Point localization data
########################################

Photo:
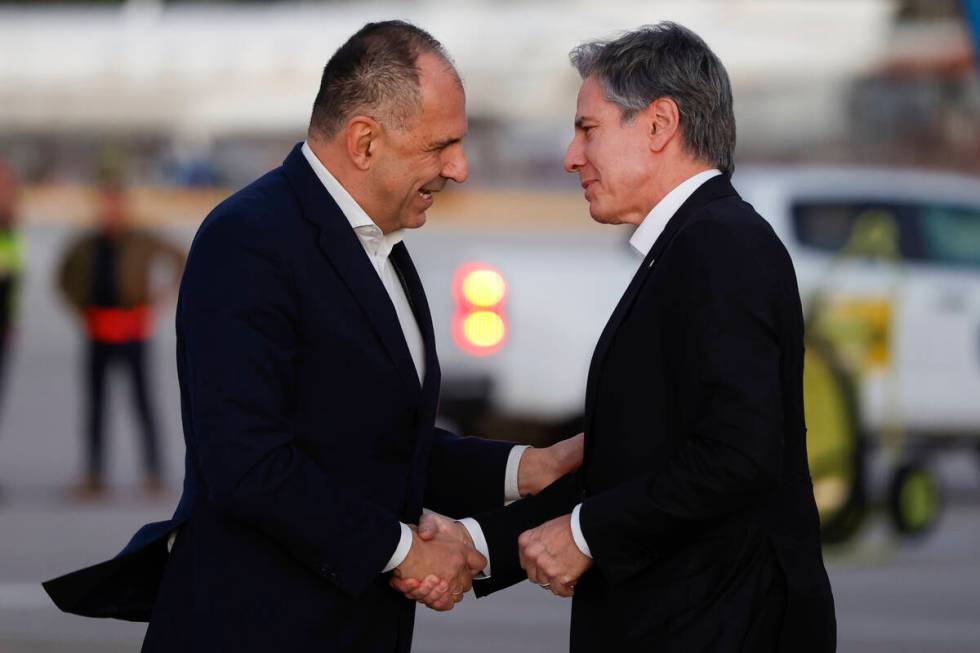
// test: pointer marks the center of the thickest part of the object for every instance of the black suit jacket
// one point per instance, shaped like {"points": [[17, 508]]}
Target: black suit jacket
{"points": [[696, 497], [308, 438]]}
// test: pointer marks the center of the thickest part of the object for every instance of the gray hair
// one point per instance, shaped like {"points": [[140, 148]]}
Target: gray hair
{"points": [[667, 60], [375, 72]]}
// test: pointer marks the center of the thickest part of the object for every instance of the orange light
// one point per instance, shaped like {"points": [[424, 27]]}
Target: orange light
{"points": [[479, 324], [484, 287], [484, 329]]}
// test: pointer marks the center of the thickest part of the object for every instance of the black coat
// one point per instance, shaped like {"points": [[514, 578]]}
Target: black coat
{"points": [[697, 503], [308, 438]]}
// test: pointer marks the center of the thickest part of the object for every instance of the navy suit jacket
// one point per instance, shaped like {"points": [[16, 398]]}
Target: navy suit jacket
{"points": [[308, 438], [696, 497]]}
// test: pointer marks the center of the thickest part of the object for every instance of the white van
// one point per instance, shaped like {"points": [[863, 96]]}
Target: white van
{"points": [[888, 262]]}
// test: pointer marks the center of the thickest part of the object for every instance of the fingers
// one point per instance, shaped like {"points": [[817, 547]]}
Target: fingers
{"points": [[426, 590], [428, 526]]}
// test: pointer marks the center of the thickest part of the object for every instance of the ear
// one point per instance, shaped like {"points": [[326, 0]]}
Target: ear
{"points": [[363, 139], [665, 120]]}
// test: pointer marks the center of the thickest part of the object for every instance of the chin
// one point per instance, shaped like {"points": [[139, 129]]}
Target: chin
{"points": [[416, 221], [601, 216]]}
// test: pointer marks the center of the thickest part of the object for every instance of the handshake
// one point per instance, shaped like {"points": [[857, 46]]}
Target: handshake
{"points": [[443, 559]]}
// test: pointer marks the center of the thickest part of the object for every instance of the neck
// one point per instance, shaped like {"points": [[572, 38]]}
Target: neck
{"points": [[668, 177], [333, 155]]}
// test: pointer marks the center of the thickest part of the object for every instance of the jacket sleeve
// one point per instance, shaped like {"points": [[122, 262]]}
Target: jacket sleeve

########################################

#### Task to complete:
Whatever the records hold apart from pictures should be repeated exactly.

#### Task response:
Photo:
// test: pointer marks the center of the thickest part of the object for every instance of the black suit jacket
// one point per instance, shaped like {"points": [[17, 508]]}
Target: black suit jacket
{"points": [[696, 497], [308, 438]]}
// test: pointer marks the center of the thickest part of the object for every instance of the gray hair
// one point per instance, shaped like {"points": [[140, 148]]}
Target: gray hair
{"points": [[667, 60], [375, 72]]}
// test: pointer marks the center of the thickest part of the object for every instance of the orange light
// one point per instance, shaped like {"points": [[424, 27]]}
Target: orange light
{"points": [[479, 324], [484, 287], [484, 329]]}
// test: pointer marks the center of the thickest part of the object for every instance of the black coat
// one point per instance, shaped like {"points": [[514, 578]]}
Target: black coat
{"points": [[697, 503], [308, 438]]}
// test: pointer marks the center of the thickest part of the object for every instance of the navy suit jacket
// one point per instance, shaped like {"points": [[16, 398]]}
Target: navy suit jacket
{"points": [[308, 438], [696, 497]]}
// test: pointer marks the center of the thickest part of the object for every instance of the white van
// one point per instance, shaped like {"points": [[863, 96]]}
Target: white van
{"points": [[888, 262]]}
// test: pointer marks the center of the thickest part of the object for every instance of the fingers
// one point per instance, shaped like {"points": [[817, 547]]}
Target: fingers
{"points": [[426, 590], [428, 526]]}
// test: pointer marks the center of the thickest part of the object for every instance of the ear
// one point per instance, shaped like {"points": [[326, 0]]}
Target: ear
{"points": [[363, 139], [665, 120]]}
// test: pointer marks the center of the thickest part of the object for every instance of the chin
// one point per instance, shaped like {"points": [[139, 129]]}
Target: chin
{"points": [[416, 221], [601, 216]]}
// test: pointer marks the center of the thickest part of the object for every instance of the handshake
// one point per instance, shaped like {"points": [[857, 46]]}
Target: handshake
{"points": [[443, 559]]}
// test: pointer marks the center of the thickest part of the object for every instance of the neck
// one point per instance, shaped like {"points": [[572, 38]]}
Target: neck
{"points": [[668, 177], [333, 155]]}
// test: pointer marks the center of the thickest part of the object for every instance of the jacket sleeve
// one point per instance, shaped like {"points": [[122, 262]]}
Target: jacket sleeve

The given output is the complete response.